Rewrite the records starting at the line containing "# target: water reflection" and ending after the line containing "123], [210, 125]]]", changing every "water reflection" to "pond reflection" and leaving everything else as it is.

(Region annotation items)
------------------------

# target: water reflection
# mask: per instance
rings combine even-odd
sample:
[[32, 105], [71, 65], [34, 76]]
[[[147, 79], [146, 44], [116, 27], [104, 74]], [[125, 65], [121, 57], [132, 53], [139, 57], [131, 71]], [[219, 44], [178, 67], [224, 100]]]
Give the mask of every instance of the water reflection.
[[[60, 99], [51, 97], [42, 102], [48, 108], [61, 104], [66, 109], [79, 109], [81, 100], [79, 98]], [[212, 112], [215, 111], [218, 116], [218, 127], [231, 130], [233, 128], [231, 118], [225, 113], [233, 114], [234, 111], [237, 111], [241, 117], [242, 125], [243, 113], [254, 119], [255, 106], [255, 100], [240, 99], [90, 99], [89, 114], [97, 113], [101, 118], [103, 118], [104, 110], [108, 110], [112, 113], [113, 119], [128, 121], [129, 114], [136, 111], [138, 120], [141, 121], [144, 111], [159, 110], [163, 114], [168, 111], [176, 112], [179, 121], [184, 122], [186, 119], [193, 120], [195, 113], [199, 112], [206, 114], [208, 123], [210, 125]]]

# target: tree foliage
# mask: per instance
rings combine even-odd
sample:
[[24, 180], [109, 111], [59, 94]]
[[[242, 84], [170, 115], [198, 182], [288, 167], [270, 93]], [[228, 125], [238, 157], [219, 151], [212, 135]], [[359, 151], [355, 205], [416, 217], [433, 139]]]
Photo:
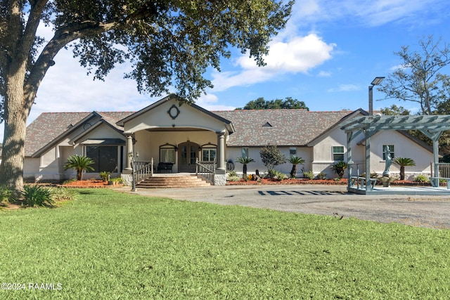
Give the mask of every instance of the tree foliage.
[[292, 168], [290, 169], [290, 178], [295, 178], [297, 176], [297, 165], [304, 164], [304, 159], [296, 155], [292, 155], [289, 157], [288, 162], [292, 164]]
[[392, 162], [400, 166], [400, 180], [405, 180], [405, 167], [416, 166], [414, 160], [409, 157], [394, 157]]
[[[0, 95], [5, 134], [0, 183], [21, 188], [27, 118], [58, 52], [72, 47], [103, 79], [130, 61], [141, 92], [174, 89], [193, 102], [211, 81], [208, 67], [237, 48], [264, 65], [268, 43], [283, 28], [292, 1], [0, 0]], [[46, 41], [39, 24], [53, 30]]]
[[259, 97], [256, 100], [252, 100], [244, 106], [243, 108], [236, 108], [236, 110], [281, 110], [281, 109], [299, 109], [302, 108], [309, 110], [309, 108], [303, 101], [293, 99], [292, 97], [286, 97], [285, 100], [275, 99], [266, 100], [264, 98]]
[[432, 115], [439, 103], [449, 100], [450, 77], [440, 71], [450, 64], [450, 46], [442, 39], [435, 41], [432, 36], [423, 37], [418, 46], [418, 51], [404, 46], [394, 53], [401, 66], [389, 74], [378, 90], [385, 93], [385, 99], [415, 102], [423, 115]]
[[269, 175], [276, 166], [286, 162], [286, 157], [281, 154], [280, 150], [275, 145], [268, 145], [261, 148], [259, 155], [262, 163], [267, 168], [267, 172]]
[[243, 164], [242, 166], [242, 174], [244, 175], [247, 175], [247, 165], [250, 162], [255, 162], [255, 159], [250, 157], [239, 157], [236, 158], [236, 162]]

------------------------

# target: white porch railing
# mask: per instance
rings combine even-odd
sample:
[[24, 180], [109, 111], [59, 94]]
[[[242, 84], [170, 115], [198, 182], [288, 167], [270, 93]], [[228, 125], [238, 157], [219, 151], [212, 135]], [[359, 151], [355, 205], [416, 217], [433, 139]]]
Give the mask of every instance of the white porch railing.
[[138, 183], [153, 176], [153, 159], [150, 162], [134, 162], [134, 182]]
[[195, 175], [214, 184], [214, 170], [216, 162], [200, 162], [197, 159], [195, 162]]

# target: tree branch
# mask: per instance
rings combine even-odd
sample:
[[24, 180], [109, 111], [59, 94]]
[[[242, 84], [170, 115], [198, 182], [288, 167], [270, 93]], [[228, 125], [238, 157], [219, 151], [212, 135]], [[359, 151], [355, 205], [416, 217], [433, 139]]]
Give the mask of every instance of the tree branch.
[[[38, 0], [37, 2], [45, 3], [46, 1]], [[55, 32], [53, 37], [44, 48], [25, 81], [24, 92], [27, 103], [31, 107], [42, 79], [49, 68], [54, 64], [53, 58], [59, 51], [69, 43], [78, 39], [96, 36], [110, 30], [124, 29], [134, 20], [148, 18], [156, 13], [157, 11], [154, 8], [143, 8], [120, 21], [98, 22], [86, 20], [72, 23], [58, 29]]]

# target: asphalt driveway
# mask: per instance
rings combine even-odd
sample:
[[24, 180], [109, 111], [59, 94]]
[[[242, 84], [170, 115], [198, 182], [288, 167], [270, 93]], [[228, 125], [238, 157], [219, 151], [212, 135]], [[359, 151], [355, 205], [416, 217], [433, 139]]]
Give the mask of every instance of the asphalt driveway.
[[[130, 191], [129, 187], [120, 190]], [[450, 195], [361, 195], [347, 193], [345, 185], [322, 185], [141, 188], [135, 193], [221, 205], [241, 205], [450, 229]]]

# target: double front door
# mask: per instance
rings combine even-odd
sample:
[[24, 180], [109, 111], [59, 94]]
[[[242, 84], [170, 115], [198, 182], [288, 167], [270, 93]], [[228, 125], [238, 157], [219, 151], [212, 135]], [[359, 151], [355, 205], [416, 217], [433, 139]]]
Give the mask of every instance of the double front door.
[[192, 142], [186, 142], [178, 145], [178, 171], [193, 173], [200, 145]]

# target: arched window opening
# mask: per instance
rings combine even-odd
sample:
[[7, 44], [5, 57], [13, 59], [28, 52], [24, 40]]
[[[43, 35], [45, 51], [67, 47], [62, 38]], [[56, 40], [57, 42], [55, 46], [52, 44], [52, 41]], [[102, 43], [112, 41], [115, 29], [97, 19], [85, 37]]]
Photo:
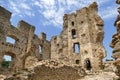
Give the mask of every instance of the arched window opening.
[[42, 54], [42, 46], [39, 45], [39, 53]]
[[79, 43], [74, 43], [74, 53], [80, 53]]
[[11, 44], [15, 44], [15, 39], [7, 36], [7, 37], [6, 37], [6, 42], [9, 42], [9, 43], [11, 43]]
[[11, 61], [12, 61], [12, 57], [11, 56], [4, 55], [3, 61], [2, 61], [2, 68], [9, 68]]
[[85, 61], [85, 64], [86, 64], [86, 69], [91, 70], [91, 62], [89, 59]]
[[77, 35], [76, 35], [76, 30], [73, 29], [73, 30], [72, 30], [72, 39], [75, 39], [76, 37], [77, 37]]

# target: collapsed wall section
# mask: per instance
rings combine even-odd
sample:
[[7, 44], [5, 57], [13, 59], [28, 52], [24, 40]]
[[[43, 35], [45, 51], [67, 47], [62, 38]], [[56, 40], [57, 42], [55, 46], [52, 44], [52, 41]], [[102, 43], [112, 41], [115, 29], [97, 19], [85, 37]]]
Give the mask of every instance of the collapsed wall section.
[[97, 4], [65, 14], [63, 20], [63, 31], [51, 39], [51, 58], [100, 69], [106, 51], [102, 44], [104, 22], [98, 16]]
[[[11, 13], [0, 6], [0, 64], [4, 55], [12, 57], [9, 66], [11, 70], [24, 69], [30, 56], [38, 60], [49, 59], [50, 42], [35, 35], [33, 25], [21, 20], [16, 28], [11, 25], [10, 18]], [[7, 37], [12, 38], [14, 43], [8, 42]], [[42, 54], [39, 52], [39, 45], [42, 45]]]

------------------------

• _Exercise solution_:
# target: pond reflection
# mask: per instance
rings combine even-odd
sample:
[[32, 105], [71, 65], [34, 76]]
[[[147, 79], [146, 44], [116, 27], [104, 74]], [[125, 65], [121, 57], [132, 53], [139, 57], [131, 71]], [[219, 44], [178, 67], [224, 100]]]
Give the mask of every instance of the pond reflection.
[[[60, 99], [51, 97], [42, 102], [48, 108], [61, 104], [66, 109], [79, 109], [81, 100], [79, 98]], [[212, 112], [215, 111], [218, 116], [218, 127], [231, 130], [233, 128], [231, 118], [225, 113], [233, 114], [234, 111], [237, 111], [241, 117], [242, 125], [243, 113], [254, 119], [255, 106], [255, 100], [240, 99], [90, 99], [89, 114], [97, 113], [101, 118], [103, 118], [104, 110], [108, 110], [112, 113], [113, 119], [128, 121], [129, 114], [136, 111], [138, 120], [141, 121], [144, 111], [159, 110], [163, 114], [168, 111], [176, 112], [179, 121], [184, 122], [186, 119], [193, 120], [195, 113], [199, 112], [206, 114], [208, 123], [210, 125]]]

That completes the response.